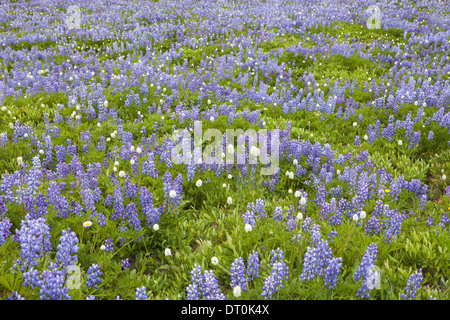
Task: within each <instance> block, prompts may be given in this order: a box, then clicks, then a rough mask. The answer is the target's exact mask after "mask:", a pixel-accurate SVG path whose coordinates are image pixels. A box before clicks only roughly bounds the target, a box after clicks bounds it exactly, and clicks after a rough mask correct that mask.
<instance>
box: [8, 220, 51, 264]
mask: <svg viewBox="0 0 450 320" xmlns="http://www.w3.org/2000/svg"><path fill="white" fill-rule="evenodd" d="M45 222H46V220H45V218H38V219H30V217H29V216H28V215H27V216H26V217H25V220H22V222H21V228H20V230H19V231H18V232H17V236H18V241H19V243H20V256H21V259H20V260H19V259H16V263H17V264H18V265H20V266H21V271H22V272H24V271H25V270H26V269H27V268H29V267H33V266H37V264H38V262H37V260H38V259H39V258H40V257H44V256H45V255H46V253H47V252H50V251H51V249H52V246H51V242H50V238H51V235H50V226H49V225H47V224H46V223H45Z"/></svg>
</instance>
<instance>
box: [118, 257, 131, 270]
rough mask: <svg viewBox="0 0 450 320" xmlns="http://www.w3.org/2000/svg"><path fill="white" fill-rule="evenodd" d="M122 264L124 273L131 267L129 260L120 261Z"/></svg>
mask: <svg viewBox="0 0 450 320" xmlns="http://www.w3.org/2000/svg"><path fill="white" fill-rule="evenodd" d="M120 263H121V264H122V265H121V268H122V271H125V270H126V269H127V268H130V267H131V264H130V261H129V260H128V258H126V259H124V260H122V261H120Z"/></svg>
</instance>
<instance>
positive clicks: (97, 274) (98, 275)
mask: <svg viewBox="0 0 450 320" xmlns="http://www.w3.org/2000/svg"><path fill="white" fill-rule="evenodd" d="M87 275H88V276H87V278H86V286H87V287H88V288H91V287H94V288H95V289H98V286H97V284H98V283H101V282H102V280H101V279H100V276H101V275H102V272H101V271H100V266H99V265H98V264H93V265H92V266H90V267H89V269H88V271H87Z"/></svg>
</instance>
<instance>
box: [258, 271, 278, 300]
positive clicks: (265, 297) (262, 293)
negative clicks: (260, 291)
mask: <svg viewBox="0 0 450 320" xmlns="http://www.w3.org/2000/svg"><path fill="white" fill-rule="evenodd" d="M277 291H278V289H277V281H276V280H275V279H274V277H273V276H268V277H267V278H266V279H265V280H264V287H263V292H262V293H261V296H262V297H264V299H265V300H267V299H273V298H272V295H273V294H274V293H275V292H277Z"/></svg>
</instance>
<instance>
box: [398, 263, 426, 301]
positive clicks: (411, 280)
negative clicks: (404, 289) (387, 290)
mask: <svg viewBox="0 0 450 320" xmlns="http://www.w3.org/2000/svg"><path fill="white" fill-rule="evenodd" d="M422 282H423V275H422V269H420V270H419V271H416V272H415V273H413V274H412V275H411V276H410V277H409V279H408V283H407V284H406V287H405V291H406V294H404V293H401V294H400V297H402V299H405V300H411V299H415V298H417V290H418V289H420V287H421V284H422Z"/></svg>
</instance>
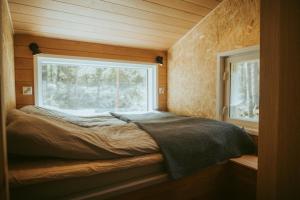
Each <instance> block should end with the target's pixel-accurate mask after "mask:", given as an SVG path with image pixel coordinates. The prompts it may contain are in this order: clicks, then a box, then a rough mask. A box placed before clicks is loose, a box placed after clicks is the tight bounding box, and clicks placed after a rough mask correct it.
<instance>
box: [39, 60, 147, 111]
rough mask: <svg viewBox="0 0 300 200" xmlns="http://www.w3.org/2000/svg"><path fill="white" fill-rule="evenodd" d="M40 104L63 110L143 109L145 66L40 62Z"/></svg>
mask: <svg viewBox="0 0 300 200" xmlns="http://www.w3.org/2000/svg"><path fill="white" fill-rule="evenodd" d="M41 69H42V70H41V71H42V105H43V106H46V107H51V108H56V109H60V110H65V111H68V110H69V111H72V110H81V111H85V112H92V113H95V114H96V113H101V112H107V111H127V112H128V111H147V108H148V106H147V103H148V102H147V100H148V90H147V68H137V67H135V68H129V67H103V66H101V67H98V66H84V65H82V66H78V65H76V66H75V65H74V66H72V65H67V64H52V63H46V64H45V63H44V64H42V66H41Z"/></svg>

▶ **Exercise details**
Would you retype all the material above exactly, apart from its pictures?

▶ **Expected output**
Task: within each <instance> block, prompts may be given in this order: a box, then clicks, then a rough mask. The answer is the target's exact mask after "mask:", a pixel-accurate SVG path whose coordinates are image pixels. A box before clicks only roughly bounds the target, a box after clicks bounds it exactly, and clicks after a rough mask correct that mask.
<instance>
box: [8, 220, 51, 264]
mask: <svg viewBox="0 0 450 320" xmlns="http://www.w3.org/2000/svg"><path fill="white" fill-rule="evenodd" d="M45 222H46V220H45V218H38V219H30V217H29V216H28V215H27V216H26V217H25V220H22V222H21V228H20V230H19V231H18V232H17V236H18V241H19V243H20V256H21V259H20V260H19V259H16V263H17V264H18V265H20V266H21V271H22V272H24V271H25V270H26V269H27V268H29V267H33V266H37V264H38V262H37V260H38V259H39V258H40V257H44V256H45V255H46V253H47V252H50V251H51V249H52V246H51V242H50V238H51V235H50V226H49V225H47V224H46V223H45Z"/></svg>
</instance>
<instance>
box: [118, 257, 131, 270]
rough mask: <svg viewBox="0 0 450 320" xmlns="http://www.w3.org/2000/svg"><path fill="white" fill-rule="evenodd" d="M122 264L124 273L131 267L129 260L120 261Z"/></svg>
mask: <svg viewBox="0 0 450 320" xmlns="http://www.w3.org/2000/svg"><path fill="white" fill-rule="evenodd" d="M120 263H121V264H122V265H121V268H122V271H125V270H126V269H127V268H130V267H131V264H130V261H129V260H128V258H126V259H124V260H122V261H120Z"/></svg>
</instance>
<instance>
positive clicks: (97, 274) (98, 275)
mask: <svg viewBox="0 0 450 320" xmlns="http://www.w3.org/2000/svg"><path fill="white" fill-rule="evenodd" d="M87 275H88V276H87V278H86V286H87V287H88V288H91V287H94V288H95V289H98V286H97V284H98V283H101V282H102V280H101V279H100V276H101V275H102V272H101V271H100V266H99V265H98V264H93V265H92V266H90V267H89V269H88V271H87Z"/></svg>
</instance>
<instance>
box: [258, 271, 278, 300]
positive clicks: (265, 297) (262, 293)
negative clicks: (260, 291)
mask: <svg viewBox="0 0 450 320" xmlns="http://www.w3.org/2000/svg"><path fill="white" fill-rule="evenodd" d="M277 291H278V289H277V281H276V280H275V279H274V277H273V276H268V277H267V278H266V279H265V280H264V287H263V292H262V293H261V296H262V297H264V299H265V300H267V299H273V298H272V295H273V294H274V293H275V292H277Z"/></svg>
</instance>
<instance>
box: [398, 263, 426, 301]
positive clicks: (411, 280)
negative clicks: (404, 289) (387, 290)
mask: <svg viewBox="0 0 450 320" xmlns="http://www.w3.org/2000/svg"><path fill="white" fill-rule="evenodd" d="M422 282H423V275H422V269H420V270H419V271H416V272H415V273H413V274H412V275H411V276H410V277H409V279H408V283H407V284H406V287H405V291H406V294H404V293H401V294H400V297H402V299H405V300H411V299H415V298H417V290H418V289H420V287H421V284H422Z"/></svg>
</instance>
Each <instance> block should end with the target's pixel-accurate mask after "mask:", given as an SVG path with image pixel coordinates. The prompts it may contain are in this order: clicks, then a box, then a rough mask. A box placed before clicks is loose, a box placed after clicks is the tight bounding box, and clicks placed after a rough mask correct it.
<instance>
box: [39, 60, 147, 111]
rough mask: <svg viewBox="0 0 300 200" xmlns="http://www.w3.org/2000/svg"><path fill="white" fill-rule="evenodd" d="M40 104L63 110L143 109L145 66L40 62Z"/></svg>
mask: <svg viewBox="0 0 300 200" xmlns="http://www.w3.org/2000/svg"><path fill="white" fill-rule="evenodd" d="M41 69H42V70H41V71H42V105H43V106H46V107H51V108H56V109H60V110H65V111H68V110H69V111H72V110H81V111H85V112H92V113H95V114H96V113H101V112H107V111H127V112H128V111H147V108H148V106H147V103H148V102H147V100H148V90H147V68H137V67H135V68H129V67H103V66H101V67H98V66H84V65H82V66H78V65H76V66H75V65H74V66H72V65H67V64H52V63H46V64H45V63H44V64H42V66H41Z"/></svg>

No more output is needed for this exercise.